▶ DOKUMENTTEXT
--------------------------------

Wir müssen bei der Betrachtung des Anarchismus und seines scheinbaren Widerspruchs zu marxistischen Positionen eine klare analytische Trennung von Produktionssphäre und Herrschaftssphäre vornehmen. Während die Produktionssphäre durchaus strukturiert und entlang der Entwicklung der Produktivkräfte und des Beitrags jedes einzelnen zum Gesamtwohl einer Hierarchie, einem Prinzip, einer „Archae“ unterworfen ist, soll die Herrschaftssphäre befristet, eingeschränkt, widerrufbar, unstrukturiert, variabel, diskursunterworfen, ohne Beginn und Prinzip sein, also „An-Archae“. Hier steckt der Widerspruch zu den „Herrschaftssystemen“: kein Zentralkomittee, kein Generalsekretär, kein festangestellter und schwer kündbarer Geheimdienstchef.
Der Anarchismus schlägt einen bottom-up Kommunalismus vor, mit a) Subsidiarität insofen, dass keine höher aggregierte Organisationsform Entscheidungen treffen soll, die eine basisnähere Organisationsform ohne grösseren Gemeinschaden treffen kann und will. Die Standardisierung von Schraubengrössen und Gewinden mag gerne an höher aggregierte Organisationsformen delegiert werden, der Entscheid über und der Bau von Entwässerungsanlagen geschieht besser auf kommunaler oder interkommunaler Ebene. Erst wenn beispielsweise die Entscheidung über die Entwässerung bei tiefer im Tal gelegenen Kommunen zu Problemen führt oder führen kann, sind diese einzubeziehen. Weiterhin soll der Kommunalismus b) die Delegation von Entscheidungsstrukturen in der Form des imperativen Mandats vornehmen. Das heisst, dass die Delegierten an den Auftrag der Delegierenden gebunden sind und jede über den Auftrag hinausgehende Entscheidung oder Verpflichtung durch die Delegierenden bestätigen lassen müssen. Aktuell entspricht a) durchaus dem Staats- und Rechtsverständnis in der schweizerischen Eidgenossenschaft und b) exakt den Gepflogenheiten des diplomatischen Dienstes.
Die kommunalistisch-anarchistisch-kommunistisch-sozialistischen Positionen unterscheiden sich von bolschewistischen und sozialdemokratischen besonders in ihrer Einschätzung von parlamentarischen Prozessen, welche von Mehrheitsentscheiden bestimmt sind und welche in der bürgerlichen parlamentarischen Demokratie kein imperatives Mandat kennen: die Delegierten sind nur ihrem Gewissen verpflichtet, höchstens unterliegen sie dem Fraktionszwang, also einer Mehrheitsposition in der eigenen Delegiertengruppierung. Das imperative Mandat hingegen unterliegt einem Konsensentscheid der die Delegierten Delegierenden.

--------------------------------

▶ GESPEICHERTE DATEN
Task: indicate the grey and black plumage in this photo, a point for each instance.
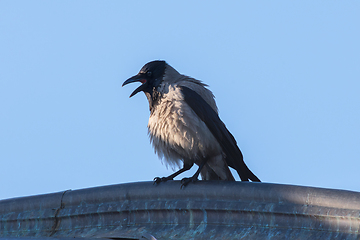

--------------------------------

▶ ZU BEARBEITENDE AUFGABEN
(A) Zitieren Sie aus dem Text zum Anarchismus den Abschnitt von „Wir müssen bei“ bis „schwer kündbarer Geheimdienstchef.“.
(B) Nennen Sie alle Eigenschaften, die die Herrschaftssphäre laut dem Text zum Anarchismus aufweisen soll.
(C) Wem sind die Delegierten in der bürgerlichen parlamentarischen Demokratie nach dem Text zum Anarchismus verpflichtet?

▶ DIE LÖSUNGEN
(A)
Wir müssen bei der Betrachtung des Anarchismus und seines scheinbaren Widerspruchs zu marxistischen Positionen eine klare analytische Trennung von Produktionssphäre und Herrschaftssphäre vornehmen. Während die Produktionssphäre durchaus strukturiert und entlang der Entwicklung der Produktivkräfte und des Beitrags jedes einzelnen zum Gesamtwohl einer Hierarchie, einem Prinzip, einer „Archae“ unterworfen ist, soll die Herrschaftssphäre befristet, eingeschränkt, widerrufbar, unstrukturiert, variabel, diskursunterworfen, ohne Beginn und Prinzip sein, also „An-Archae“. Hier steckt der Widerspruch zu den „Herrschaftssystemen“: kein Zentralkomittee, kein Generalsekretär, kein festangestellter und schwer kündbarer Geheimdienstchef.

(B) befristet, eingeschränkt, widerrufbar, unstrukturiert, variabel, diskursunterworfen, ohne Beginn und Prinzip

(C) Nur ihrem Gewissen; höchstens unterliegen sie dem Fraktionszwang.